WRITTEN EXERCISE
Please reproduce every row between the line holding "lamp. Report pixel corners as JSON arrays." and the line holding "[[785, 357, 812, 387]]", inclusive, requests and all. Offset each box coordinate in the answers by adding 138, and leave the requests and their format samples unchanged.

__________________________________________________

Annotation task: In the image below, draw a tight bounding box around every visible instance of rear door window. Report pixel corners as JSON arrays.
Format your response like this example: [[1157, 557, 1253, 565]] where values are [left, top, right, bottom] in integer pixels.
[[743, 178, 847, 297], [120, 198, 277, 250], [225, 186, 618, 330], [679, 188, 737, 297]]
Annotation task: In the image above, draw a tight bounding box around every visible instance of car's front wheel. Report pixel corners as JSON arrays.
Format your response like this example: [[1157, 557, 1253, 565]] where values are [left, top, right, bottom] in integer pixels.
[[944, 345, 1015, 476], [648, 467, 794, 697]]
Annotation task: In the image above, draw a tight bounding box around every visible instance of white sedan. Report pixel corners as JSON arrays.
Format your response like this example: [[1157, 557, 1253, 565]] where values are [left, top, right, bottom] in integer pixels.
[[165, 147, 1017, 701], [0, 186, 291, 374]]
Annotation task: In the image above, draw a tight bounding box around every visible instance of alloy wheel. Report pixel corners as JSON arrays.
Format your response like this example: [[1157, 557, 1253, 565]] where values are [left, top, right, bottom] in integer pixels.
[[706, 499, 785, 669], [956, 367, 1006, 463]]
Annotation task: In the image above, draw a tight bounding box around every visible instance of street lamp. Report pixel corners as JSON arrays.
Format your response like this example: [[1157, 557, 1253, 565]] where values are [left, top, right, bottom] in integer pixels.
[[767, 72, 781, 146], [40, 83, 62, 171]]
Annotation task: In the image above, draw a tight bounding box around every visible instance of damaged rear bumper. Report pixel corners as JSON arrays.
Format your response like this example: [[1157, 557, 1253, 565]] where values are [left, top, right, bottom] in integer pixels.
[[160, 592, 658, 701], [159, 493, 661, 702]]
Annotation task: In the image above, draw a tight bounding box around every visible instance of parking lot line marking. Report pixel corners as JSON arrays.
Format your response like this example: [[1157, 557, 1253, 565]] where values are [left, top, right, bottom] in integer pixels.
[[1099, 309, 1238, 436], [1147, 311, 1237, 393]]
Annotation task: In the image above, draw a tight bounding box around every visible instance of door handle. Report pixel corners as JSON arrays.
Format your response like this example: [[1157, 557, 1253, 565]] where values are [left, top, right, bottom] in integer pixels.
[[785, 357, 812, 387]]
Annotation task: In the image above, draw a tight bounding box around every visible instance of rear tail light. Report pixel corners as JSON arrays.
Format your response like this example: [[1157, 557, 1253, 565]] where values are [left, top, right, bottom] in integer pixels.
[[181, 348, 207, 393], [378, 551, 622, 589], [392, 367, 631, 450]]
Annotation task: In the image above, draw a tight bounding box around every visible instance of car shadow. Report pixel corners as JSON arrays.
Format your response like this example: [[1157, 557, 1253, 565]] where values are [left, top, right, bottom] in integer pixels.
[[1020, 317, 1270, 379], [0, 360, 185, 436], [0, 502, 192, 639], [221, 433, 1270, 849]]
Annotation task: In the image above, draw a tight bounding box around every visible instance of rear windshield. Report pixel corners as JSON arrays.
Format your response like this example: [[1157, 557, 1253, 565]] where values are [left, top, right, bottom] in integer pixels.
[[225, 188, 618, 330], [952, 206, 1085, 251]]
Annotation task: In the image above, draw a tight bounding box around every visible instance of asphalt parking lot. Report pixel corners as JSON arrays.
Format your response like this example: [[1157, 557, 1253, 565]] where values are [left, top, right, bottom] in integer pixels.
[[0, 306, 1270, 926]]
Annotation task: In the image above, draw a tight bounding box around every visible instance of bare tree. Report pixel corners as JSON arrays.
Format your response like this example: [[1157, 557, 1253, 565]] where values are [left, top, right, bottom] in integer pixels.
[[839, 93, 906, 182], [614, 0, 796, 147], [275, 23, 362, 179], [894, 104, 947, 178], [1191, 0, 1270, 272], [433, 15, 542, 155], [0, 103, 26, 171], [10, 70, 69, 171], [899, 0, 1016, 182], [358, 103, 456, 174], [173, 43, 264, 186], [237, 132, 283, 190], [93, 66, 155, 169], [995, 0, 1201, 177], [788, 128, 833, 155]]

__________________________________________________

EXERCISE RESULT
Annotation task: In the image above, draw a tight bounding box around every visible instance of street lamp. Report pixel corners as JSON arrays.
Format your response like this example: [[1157, 557, 1253, 565]] where values are [left, top, right, bottom] in integer pixels.
[[905, 210, 919, 284], [178, 221, 200, 309]]
Annotation task: In the image above, draw a tight bounding box around every visible instance of damaged rear bumper. Report pixel corners as JSON arrays.
Format your response like this example: [[1157, 557, 1253, 565]] where values are [left, top, right, bottom] in integer pixels.
[[298, 730, 796, 839], [297, 631, 799, 840]]
Annotation task: In the image above, draw a tight bounding box around every visible instance of parking lot line marking. Report pixel corners as JSON arrays.
Format your response like this example: [[1157, 557, 1253, 565]] where values are [left, top, right, bottom] in integer pixels.
[[1237, 447, 1376, 574], [1285, 449, 1375, 531]]
Annotation task: In the image above, draw a tight bounding box around every visible instance of door handle. Report pixel corners as JSON arrays.
Format your response like this example: [[1157, 557, 1253, 565]] where values are [left, top, right, bottom] in integer pixels.
[[923, 495, 950, 525]]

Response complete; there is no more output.